===== PROVIDED INFORMATION

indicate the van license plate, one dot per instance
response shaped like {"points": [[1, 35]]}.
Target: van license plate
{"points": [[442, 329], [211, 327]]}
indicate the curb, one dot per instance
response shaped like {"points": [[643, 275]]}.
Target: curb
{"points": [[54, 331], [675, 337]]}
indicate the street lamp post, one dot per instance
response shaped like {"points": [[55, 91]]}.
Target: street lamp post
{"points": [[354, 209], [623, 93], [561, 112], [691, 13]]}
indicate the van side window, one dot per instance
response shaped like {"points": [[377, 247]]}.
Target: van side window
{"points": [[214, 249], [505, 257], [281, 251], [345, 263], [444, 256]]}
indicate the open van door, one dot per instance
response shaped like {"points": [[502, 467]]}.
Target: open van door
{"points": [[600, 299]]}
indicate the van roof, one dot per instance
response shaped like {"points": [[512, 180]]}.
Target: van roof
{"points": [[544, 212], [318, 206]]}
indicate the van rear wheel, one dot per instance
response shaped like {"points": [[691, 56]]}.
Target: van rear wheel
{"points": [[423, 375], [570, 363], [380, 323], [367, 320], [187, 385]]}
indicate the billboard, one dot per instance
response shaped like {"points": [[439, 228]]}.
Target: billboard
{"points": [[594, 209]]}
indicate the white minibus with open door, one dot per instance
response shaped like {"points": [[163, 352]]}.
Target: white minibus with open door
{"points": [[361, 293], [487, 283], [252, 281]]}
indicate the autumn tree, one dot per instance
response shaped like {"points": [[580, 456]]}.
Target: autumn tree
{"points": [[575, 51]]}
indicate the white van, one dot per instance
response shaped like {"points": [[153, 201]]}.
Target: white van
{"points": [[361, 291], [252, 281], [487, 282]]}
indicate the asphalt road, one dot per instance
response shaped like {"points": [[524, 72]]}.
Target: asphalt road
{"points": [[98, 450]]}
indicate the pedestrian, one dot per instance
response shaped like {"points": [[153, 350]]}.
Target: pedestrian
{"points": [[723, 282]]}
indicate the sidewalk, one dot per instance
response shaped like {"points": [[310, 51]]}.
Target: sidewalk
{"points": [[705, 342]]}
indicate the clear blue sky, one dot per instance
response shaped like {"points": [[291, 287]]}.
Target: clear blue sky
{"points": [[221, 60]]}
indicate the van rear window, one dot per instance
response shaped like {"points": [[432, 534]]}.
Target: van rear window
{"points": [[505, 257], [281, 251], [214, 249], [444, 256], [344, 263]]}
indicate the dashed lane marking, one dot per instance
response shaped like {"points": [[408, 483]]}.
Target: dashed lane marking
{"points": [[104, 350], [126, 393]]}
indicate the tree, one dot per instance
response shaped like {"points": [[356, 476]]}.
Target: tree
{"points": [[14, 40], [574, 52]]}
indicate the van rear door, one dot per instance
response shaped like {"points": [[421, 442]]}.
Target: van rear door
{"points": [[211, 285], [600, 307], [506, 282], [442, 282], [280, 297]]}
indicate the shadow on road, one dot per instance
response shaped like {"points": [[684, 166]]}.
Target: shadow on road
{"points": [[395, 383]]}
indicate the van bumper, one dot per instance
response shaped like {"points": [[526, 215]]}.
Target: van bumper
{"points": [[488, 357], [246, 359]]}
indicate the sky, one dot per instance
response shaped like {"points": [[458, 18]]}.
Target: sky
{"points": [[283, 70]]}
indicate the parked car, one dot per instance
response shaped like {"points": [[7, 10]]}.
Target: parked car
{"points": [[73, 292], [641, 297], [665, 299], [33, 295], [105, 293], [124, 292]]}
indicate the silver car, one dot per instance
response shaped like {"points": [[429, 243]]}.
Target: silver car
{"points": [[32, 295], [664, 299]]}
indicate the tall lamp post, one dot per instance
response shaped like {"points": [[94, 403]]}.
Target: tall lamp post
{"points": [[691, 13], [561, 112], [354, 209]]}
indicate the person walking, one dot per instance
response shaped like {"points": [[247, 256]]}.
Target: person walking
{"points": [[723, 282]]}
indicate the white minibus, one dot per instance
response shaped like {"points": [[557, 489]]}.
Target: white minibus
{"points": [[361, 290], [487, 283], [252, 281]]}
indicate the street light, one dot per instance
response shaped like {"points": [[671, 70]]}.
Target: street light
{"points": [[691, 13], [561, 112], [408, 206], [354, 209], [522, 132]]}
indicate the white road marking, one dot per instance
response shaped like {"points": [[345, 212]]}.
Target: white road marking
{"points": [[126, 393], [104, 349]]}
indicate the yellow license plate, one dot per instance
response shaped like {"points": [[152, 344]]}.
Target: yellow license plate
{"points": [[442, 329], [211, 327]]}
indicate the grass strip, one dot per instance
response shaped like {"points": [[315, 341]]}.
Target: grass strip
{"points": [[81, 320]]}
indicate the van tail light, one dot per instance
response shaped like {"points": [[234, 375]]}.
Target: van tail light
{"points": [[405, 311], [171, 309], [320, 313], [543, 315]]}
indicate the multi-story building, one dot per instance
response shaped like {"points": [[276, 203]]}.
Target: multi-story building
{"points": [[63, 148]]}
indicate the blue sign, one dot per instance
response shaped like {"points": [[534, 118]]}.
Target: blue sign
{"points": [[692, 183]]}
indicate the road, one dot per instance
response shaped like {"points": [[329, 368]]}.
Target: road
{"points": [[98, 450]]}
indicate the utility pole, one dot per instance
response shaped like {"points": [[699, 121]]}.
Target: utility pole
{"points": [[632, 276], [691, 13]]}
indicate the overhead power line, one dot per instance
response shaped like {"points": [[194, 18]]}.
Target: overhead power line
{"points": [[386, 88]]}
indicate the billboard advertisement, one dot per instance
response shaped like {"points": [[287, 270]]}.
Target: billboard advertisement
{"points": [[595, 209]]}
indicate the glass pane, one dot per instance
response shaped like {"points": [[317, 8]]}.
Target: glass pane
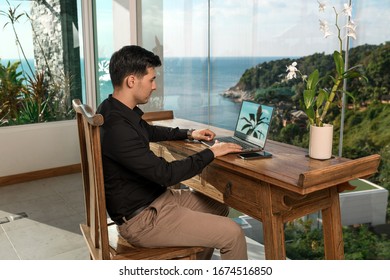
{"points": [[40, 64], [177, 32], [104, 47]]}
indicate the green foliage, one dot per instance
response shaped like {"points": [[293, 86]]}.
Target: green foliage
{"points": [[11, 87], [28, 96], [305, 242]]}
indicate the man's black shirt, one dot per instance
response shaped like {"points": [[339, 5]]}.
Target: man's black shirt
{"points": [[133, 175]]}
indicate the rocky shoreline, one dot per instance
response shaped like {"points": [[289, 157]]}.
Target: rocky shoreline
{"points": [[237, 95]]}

==========
===== PROVIDED INFORMATION

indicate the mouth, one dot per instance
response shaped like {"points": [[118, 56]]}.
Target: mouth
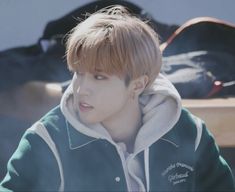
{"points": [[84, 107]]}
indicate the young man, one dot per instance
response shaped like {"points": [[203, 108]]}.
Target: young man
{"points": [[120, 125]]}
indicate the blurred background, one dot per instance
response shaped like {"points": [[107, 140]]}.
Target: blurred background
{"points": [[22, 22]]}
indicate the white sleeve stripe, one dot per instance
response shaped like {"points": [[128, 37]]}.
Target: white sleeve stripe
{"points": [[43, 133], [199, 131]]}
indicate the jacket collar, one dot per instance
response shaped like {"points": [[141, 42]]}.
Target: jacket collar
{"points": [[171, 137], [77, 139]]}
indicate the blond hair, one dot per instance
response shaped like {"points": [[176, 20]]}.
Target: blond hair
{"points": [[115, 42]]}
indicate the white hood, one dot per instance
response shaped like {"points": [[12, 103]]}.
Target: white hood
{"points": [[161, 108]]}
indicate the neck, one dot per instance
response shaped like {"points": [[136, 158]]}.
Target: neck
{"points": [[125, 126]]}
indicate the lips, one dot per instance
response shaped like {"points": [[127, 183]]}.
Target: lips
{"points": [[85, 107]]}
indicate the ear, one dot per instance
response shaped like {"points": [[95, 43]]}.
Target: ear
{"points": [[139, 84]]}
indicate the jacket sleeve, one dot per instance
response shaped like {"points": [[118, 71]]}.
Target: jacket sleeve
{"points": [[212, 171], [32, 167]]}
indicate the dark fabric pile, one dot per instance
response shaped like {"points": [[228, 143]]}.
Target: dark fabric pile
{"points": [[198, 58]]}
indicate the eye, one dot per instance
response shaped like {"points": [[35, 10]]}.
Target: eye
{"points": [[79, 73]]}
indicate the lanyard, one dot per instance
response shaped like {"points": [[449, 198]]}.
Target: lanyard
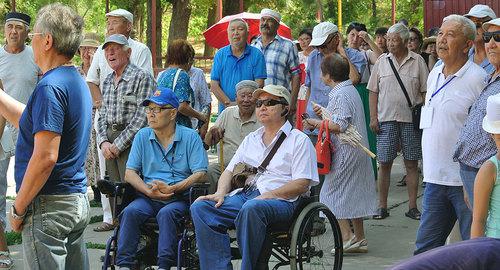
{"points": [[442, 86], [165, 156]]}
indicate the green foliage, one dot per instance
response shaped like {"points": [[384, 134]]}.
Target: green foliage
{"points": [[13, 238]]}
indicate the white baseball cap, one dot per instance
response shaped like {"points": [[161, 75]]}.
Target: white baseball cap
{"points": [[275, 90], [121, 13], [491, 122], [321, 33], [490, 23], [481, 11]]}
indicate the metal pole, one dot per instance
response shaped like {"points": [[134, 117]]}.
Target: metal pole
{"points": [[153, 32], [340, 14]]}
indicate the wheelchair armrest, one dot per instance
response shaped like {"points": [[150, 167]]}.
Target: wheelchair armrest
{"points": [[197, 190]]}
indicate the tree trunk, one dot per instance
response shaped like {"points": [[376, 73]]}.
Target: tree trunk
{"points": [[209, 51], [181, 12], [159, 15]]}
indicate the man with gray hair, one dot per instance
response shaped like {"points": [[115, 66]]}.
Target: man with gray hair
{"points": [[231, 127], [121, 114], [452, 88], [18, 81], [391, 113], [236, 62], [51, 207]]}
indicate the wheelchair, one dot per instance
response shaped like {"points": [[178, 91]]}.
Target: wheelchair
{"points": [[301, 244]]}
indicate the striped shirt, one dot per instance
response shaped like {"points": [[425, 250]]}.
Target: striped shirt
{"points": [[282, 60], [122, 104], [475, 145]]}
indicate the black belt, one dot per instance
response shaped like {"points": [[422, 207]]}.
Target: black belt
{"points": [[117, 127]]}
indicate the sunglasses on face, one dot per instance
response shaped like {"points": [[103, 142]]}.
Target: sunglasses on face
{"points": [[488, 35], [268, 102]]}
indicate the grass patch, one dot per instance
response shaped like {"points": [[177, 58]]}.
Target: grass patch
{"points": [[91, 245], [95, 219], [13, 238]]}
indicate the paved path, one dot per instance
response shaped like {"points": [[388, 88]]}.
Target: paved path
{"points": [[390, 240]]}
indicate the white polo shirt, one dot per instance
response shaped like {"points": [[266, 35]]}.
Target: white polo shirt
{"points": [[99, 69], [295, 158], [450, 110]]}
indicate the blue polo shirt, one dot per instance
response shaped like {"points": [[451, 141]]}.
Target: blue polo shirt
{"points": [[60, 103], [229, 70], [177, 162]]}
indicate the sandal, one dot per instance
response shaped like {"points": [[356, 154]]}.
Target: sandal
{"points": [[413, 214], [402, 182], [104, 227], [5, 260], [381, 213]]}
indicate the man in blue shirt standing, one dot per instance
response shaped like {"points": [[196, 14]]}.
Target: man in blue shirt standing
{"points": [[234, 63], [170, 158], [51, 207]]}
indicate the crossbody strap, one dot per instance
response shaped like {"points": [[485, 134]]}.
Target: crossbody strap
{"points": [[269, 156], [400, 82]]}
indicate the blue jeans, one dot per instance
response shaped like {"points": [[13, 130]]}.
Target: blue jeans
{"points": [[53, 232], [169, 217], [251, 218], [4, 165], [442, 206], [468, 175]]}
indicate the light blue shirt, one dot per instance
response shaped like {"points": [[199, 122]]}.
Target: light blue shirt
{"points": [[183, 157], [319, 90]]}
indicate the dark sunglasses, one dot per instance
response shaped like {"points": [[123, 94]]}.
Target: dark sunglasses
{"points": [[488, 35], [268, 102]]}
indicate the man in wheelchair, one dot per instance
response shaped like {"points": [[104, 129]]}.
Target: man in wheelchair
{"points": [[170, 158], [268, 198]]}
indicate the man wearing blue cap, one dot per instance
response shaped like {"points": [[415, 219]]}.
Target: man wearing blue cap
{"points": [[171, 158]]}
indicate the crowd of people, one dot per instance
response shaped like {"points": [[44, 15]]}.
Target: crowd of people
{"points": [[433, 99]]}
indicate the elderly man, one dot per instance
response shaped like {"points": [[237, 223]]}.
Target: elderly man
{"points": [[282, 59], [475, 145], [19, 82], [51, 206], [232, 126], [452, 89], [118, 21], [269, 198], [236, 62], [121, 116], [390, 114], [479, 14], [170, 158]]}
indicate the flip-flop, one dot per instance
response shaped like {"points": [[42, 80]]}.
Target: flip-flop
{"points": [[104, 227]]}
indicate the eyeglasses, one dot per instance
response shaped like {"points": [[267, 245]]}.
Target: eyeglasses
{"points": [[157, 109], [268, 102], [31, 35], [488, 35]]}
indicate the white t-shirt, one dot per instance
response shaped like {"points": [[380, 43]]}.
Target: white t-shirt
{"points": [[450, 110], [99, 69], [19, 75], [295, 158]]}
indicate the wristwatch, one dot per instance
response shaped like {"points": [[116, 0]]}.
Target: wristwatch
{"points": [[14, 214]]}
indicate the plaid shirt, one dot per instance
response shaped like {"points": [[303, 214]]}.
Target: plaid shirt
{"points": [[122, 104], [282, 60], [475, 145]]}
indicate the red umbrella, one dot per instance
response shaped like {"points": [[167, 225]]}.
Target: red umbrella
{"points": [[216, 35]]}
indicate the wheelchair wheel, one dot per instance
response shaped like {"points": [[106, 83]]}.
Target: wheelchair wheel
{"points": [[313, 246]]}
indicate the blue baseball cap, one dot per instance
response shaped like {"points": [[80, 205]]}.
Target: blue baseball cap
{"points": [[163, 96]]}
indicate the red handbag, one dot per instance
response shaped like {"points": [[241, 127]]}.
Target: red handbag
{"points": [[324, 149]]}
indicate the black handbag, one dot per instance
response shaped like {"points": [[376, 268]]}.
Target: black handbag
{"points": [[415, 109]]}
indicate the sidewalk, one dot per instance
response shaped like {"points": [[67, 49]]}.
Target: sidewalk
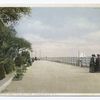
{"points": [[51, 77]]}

==========
===== PROVIDED INFORMATION

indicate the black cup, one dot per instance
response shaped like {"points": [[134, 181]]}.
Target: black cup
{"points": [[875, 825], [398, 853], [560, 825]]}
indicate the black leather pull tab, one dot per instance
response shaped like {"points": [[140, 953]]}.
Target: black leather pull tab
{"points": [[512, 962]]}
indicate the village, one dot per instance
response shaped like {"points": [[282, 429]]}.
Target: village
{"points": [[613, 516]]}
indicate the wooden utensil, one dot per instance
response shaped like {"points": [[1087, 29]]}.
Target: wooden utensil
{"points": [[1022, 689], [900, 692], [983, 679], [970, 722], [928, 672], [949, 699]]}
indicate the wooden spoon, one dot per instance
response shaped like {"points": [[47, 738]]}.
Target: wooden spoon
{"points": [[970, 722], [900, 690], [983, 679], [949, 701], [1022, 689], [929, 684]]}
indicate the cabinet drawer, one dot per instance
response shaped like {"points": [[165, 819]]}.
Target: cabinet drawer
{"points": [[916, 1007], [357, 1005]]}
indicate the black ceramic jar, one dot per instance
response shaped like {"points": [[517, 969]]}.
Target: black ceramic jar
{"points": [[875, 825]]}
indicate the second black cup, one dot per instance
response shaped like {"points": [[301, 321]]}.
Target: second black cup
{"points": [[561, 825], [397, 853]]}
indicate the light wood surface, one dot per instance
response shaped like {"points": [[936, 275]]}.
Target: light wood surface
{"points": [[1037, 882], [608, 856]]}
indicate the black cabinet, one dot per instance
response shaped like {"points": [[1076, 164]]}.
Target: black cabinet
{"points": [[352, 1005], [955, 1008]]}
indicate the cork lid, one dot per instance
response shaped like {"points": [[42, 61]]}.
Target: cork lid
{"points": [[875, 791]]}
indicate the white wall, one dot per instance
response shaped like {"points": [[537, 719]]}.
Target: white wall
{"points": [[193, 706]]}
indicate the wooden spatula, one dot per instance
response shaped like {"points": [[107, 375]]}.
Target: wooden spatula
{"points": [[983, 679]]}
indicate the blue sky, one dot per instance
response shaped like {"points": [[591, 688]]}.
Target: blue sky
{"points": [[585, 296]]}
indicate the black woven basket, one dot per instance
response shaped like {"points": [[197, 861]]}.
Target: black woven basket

==========

→ **TASK TO COMPLETE**
Copy back the listing above exactly, but only from the line with "Target: paved path" through the line with "indicate the man wearing", both ends included.

→ **ANSWER SECTION**
Target: paved path
{"points": [[390, 240]]}
indicate the white polo shirt, one dot per instance
response shaped like {"points": [[266, 35]]}.
Target: white polo shirt
{"points": [[99, 69], [295, 158], [450, 110]]}
indicate the blue polo shirt, one dot per instance
response shaped like {"points": [[451, 141]]}.
Target: blue polo shirt
{"points": [[60, 103], [229, 70], [177, 162]]}
indicate the sandal, one dot per instance
response shaped like {"points": [[356, 154]]}.
Target: sandal
{"points": [[413, 214], [402, 182], [104, 227], [5, 260], [381, 213]]}
indicate the man in blue shirt standing, one dot per instance
response shaped like {"points": [[196, 14]]}.
Target: man in blue shirt standing
{"points": [[234, 63], [170, 158], [51, 207]]}
indicate the crossbody strap, one dot per instance
response shaped like {"points": [[485, 134]]}.
Target: crossbody strap
{"points": [[269, 156], [400, 82]]}
indicate the blue jeans, one dot per instance
response shaped like {"points": [[13, 130]]}.
Target: blue jeans
{"points": [[53, 232], [169, 217], [251, 218], [4, 165], [442, 206], [468, 175]]}
indicate the light blue shirt, one dot per instance
response shaped like {"points": [[199, 122]]}.
Target: light blue shirt
{"points": [[183, 157], [319, 90]]}
indicate the dark sunglasses, one dot per instance
response shaped like {"points": [[123, 94]]}.
Target: dark sunglasses
{"points": [[488, 35], [268, 102]]}
indicate the man in wheelchair, one dot per instance
response shaped like {"points": [[104, 129]]}.
Target: man in wheelchair
{"points": [[170, 158], [268, 198]]}
indicate the man wearing blue cap, one dot per instance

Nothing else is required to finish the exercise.